Given problem 1 – Substitute "risk" for "uncertainty" and write out the stretch of the game theory flashcards from "Lecture 6 - Game" through "of strategic information)" again.
Given problem 2 – Carry on the game theory flashcards from the point where they stop.

Text section –
Lecture 6 - Game Theory Flashcards
What is game theory
A technique that deals with decision making in situations of interdependence and uncertainty (theory of strategic information)
Examples of strategic thinking in the market
- Two firms with large market shares in an industry making decisions with respect to price and output
- Decision by a firm to enter a new market where there is risk that the incumbent firm(s) will try to fight entry
- Economic policy makers in a country contemplating whether to impose a tariff on imports
What is a game
A situation where two or more decision makers (players) face choices between a number of possible actions at any stage of the game
- Two players competing for market share
If a games played once what is it called
If a games played more than once (either finite times or infinitely) what is it called
- Played once = Single-period game
- Played more than once = Multiple period or repeated game
What’s a simultaneous game
A game which all players choose their actions simultaneously before knowing the actions chosen by other players
What’s a sequential game
A game which all players choose their actions in turn so that a player who moves later know the actions that were chosen by players who moved earlier
What’s a zero-sum game
A game which the same of the gains and losses of all players is always zero (poker)
What’s a strategy
A Set of rules telling the player which action to choose under each possible set of circumstances that might exist at any stage in the game
- Players aim to choose strategies that’ll maximise payoff
Examples of strategies,
- Advertising
- Pricing
- Output strategies
The players face a situation of interdependence
What is interdependence
Each player is aware that the actions of other players can affect his/her payoff
What is uncertainty
The time the player choose their own action he may not know which actions are being chosen by the other players
What’s the outcome of the game
The set of strategies and actions that are actually chosen and the resulting payoffs
What’s the equilibrium
A combination of strategies, actions and payoffs that is optimal for all players
What’s the Nash equilibrium
- Neither firm can improve its payoff given the strategy chosen by the other firm (Max profits)

Given records –
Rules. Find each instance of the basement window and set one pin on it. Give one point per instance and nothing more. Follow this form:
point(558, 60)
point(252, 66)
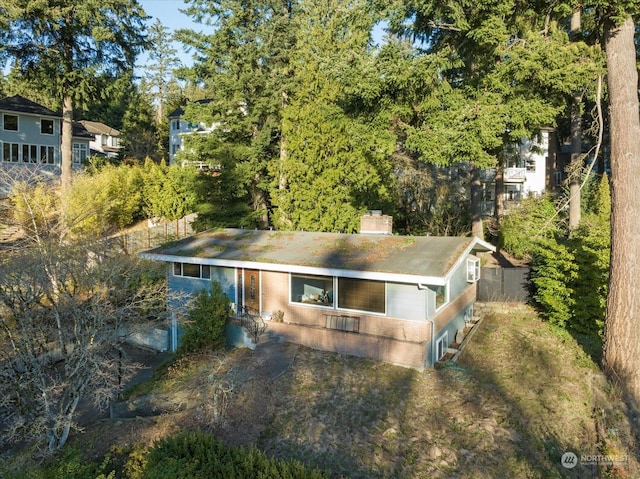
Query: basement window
point(441, 346)
point(473, 270)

Answer 1 –
Lecture 6 - Game Theory Flashcards
What is game theory
A technique that deals with decision making in situations of interdependence and risk (theory of strategic information)

Answer 2 –
- A combination of players strategies that are the best responses to each other
Describe prisoners dilemma
- 2 prisoners are suspected of a crime, police have insufficient evidence
- Prisoners are separated physically and there’s no communication between them
- If one of them confess and the other is silent, the silent criminal will be given maximum punishment
- If neither confess they’re both convicted of minor crime (1 year)
- If both confess they get 5 years
What’s mixed strategies
Choose an action randomly (probabilities)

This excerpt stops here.